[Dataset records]
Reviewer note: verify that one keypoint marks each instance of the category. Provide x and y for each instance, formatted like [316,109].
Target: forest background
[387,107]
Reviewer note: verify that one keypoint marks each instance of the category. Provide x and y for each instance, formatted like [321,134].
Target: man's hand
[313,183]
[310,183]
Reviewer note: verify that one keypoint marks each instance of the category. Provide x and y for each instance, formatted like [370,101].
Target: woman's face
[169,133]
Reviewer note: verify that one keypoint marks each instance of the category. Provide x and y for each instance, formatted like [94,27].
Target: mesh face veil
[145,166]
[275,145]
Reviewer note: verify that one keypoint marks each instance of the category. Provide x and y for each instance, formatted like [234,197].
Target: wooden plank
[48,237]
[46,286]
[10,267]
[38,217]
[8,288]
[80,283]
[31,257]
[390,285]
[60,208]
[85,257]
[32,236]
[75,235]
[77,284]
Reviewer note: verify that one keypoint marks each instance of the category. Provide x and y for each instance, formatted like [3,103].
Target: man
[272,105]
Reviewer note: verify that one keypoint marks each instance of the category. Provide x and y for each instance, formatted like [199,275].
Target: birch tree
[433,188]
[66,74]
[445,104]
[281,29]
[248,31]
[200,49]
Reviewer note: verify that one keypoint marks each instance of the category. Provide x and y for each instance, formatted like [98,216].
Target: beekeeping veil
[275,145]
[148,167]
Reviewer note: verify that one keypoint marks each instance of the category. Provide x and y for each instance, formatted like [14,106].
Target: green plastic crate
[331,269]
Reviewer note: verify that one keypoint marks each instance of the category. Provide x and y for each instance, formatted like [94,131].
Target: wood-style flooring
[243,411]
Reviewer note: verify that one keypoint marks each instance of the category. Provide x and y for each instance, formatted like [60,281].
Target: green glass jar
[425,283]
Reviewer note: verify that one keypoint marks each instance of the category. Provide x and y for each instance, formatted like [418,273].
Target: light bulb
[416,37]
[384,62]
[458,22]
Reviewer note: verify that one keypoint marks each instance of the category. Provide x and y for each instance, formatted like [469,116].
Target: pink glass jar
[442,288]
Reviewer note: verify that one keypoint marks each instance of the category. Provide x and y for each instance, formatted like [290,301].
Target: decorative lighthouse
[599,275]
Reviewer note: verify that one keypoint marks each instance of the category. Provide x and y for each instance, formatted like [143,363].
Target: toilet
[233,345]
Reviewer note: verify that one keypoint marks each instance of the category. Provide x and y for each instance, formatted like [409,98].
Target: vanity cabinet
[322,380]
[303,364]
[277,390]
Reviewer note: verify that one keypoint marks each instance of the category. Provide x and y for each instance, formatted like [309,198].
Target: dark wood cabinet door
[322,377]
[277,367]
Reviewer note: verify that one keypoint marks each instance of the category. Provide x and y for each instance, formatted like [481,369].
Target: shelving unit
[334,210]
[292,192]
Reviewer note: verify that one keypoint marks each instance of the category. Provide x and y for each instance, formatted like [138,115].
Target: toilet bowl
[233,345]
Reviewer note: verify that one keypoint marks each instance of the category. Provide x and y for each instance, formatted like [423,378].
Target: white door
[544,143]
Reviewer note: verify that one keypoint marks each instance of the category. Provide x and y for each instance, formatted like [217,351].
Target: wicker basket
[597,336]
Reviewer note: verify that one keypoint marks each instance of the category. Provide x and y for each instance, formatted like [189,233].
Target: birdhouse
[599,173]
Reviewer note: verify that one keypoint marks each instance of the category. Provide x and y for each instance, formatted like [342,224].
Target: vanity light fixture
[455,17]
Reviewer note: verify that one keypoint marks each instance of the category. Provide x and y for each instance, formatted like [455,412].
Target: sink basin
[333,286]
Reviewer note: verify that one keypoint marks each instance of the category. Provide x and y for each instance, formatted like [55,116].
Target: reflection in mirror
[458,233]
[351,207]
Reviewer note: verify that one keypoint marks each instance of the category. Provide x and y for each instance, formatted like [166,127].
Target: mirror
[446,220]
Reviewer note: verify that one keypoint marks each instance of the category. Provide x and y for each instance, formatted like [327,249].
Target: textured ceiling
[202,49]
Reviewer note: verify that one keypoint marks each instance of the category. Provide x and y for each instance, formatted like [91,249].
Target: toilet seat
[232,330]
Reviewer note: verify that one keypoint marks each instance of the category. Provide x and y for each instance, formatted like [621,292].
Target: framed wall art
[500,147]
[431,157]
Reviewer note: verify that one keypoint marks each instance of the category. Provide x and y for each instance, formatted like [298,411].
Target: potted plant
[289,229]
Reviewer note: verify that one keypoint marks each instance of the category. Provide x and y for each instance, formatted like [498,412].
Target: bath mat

### About this task:
Give back the whole of the data above, exactly as written.

### Written answer:
Reviewer note: verify that one keypoint marks each instance of the category. Provide x and y for each instance, formatted like [316,109].
Target: forest background
[387,107]
Reviewer note: verify that one keypoint marks each instance of the category. Provide x and y for each instance, formatted like [321,134].
Target: man's hand
[313,183]
[310,183]
Reviewer note: verify that one keypoint marks each instance of the category. Provide x and y for each instance, formatted like [370,101].
Target: woman's face
[169,133]
Reviewer note: verify that one keypoint marks each instance of the category. Provide x and y for each instance, formatted like [94,27].
Target: mesh face veil
[145,166]
[275,145]
Reviewer note: verify that one keypoint marks each instance of the category. Provide x and y for each instance, formatted like [234,197].
Target: wooden plank
[48,237]
[46,286]
[10,267]
[38,217]
[8,288]
[80,283]
[31,257]
[390,285]
[60,208]
[85,257]
[32,236]
[75,235]
[77,284]
Reviewer note: verify that one keypoint marks each instance of the category. Provide x and y for each instance, formatted like [3,103].
Target: man
[272,105]
Reviewer note: verify that one keypoint marks each instance of the category. Provide x and y for each instance, formatted like [199,275].
Target: birch tree
[433,188]
[66,74]
[445,104]
[281,29]
[248,31]
[200,49]
Reviewer note: verify that one keypoint marks each instance of the category. Provide x and y for each instance, formatted like [98,216].
Target: beekeeping veil
[275,145]
[148,167]
Reviewer note: verify that one keypoint marks each instance of the category. Provide x and y for each instance, formatted like [14,106].
Target: green plastic crate
[331,269]
Reviewer note: verify that one keypoint marks each instance of the category. Provide x and y for each instance, formatted like [94,131].
Target: wood-style flooring
[243,411]
Reviewer note: verify that one keypoint marks each instance of the category. Provide x and y for each instance, formatted like [60,281].
Target: green glass jar
[425,283]
Reviewer note: verify that one keypoint marks each instance of the category. Provide x and y for each instance, formatted like [418,273].
Target: light bulb
[416,37]
[384,62]
[458,22]
Reviewer note: verify that one keypoint marks each instance of the category. Provide x and y for each instance, formatted like [469,116].
Target: pink glass jar
[442,288]
Reviewer note: verify that one keypoint marks each instance of the category. Provide x and y for each instance, formatted like [290,301].
Target: decorative lighthouse
[599,275]
Reviewer note: verify that one keypoint marks each instance of the category. Provide x and y for each instance, formatted like [143,363].
Target: toilet
[233,345]
Reviewer note: verify that one keypoint marks each instance of the category. Provide x and y for each instance, formatted like [409,98].
Target: vanity cabinet
[322,380]
[303,364]
[277,390]
Reviewer note: verify that one keypoint marks each instance of the category. Provide x and y for each instance, formatted like [309,198].
Target: dark wood cabinet door
[322,377]
[277,367]
Reviewer note: verify that one keypoint marks each instance of the category. Provide x and y for each instance, formatted like [481,369].
Target: shelving unit
[334,210]
[292,192]
Reviewer note: verify that one keypoint marks each instance of the category. Provide x and y for each instance, formatted like [138,115].
Target: toilet bowl
[233,345]
Reviewer note: verify that one keypoint marks each instance of the category. Provide x and y for each instance, formatted like [423,378].
Target: white door
[544,143]
Reviewer note: verify that one keypoint marks each instance of the category. Provide x and y for each instance, formatted like [217,351].
Target: wicker basket
[597,336]
Reviewer note: verify that one keypoint marks each instance of the category. Provide x and y for each instance, formatted like [189,233].
Target: birdhouse
[599,173]
Reviewer note: verify that one keypoint marks each instance of the category. Provide x and y for each instance, formatted like [342,224].
Target: vanity light fixture
[455,17]
Reviewer note: verify that one keypoint marks each instance of the category. Provide x and y for each instance, formatted like [455,412].
Target: sink basin
[333,286]
Reviewer note: verify that one keypoint marks each instance of the category. Provide x and y for each instance, formatted like [55,116].
Target: reflection in mirror
[458,233]
[351,207]
Reviewer note: verify that one keypoint marks each instance of the category. Provide x and y for each instance, formatted like [166,127].
Target: mirror
[446,220]
Reviewer note: verify that one keypoint marks each instance of the category. Provide x and y for each instance, formatted like [327,249].
Target: textured ceiling
[202,49]
Reviewer note: verify that one keypoint marks each instance of the category. Provide x and y for each instance, formatted like [91,249].
Target: toilet seat
[232,330]
Reviewer note: verify that one keypoint marks each instance of the category. Provide x and y for each instance, formatted like [621,292].
Target: framed wall art
[500,147]
[431,157]
Reviewer note: verify that one keypoint marks each instance of the category. Provide x and y for each instance, formatted like [298,411].
Target: potted plant
[289,229]
Reviewer note: verify that one keypoint marks each instance of the category. Provide x and y for each instance, formatted like [498,412].
Target: bath mat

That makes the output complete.